Labeled-object pointing entries:

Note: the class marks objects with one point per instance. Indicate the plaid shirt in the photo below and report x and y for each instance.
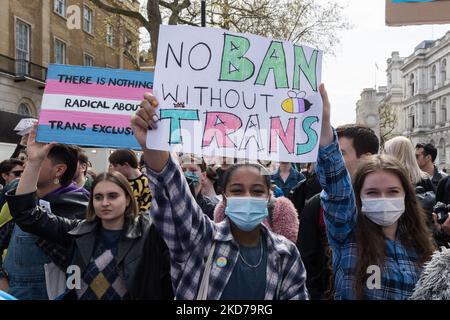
(189, 234)
(399, 273)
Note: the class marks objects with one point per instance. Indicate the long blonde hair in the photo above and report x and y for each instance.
(401, 148)
(412, 228)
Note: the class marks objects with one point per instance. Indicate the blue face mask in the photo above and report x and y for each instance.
(192, 177)
(246, 212)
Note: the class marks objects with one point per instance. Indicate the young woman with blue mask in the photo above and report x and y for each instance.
(194, 169)
(375, 227)
(238, 258)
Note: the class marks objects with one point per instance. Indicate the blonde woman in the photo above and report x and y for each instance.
(401, 148)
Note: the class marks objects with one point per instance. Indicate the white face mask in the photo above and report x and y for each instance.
(383, 211)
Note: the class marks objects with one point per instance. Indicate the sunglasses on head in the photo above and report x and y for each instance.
(17, 173)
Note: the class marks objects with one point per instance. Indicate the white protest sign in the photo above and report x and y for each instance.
(223, 93)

Problem description | Can you rewrite the data above as a Markdown table with a "Row" column for the row number and a "Data line" column for each line, leaving out blank lines and the pictures?

The answer |
| Row | Data line |
|---|---|
| 1 | Note: the class marks objects with one point per instance. Indicate the plaid shirt in the photo below and report x and y for each instance. |
| 2 | (189, 234) |
| 3 | (399, 273) |
| 4 | Note: the class marks objects with one point per instance. Indicate the long blonde hair in the photo above and report x and y for each instance. |
| 5 | (401, 148) |
| 6 | (412, 228) |
| 7 | Note: the class marks objects with one point per instance. Indicate the blue face mask in the photo above and report x and y for each instance. |
| 8 | (192, 177) |
| 9 | (246, 212) |
| 10 | Note: the class marks objects with one point per instance. Indicate the young woman with blue mask in the photo above and report x and y for each instance. |
| 11 | (194, 169) |
| 12 | (375, 227) |
| 13 | (238, 258) |
| 14 | Note: the class marks objects with one point per instance. Indicate the blonde woman in the photo above and report x and y for each instance. |
| 15 | (401, 148) |
| 16 | Note: the class marks objects with one point per instance. Indicate the white face mask in the photo above and report x and y for each instance. |
| 17 | (383, 211) |
| 18 | Note: the class marks objects with one point per instance. Indicate the sunglasses on head in the photo above and report x and y for each instance. |
| 19 | (17, 173) |
| 20 | Note: the class marks objects with one point per instance. Indicate the white protest sign in the photo above and report x and y for each instance. |
| 21 | (223, 93) |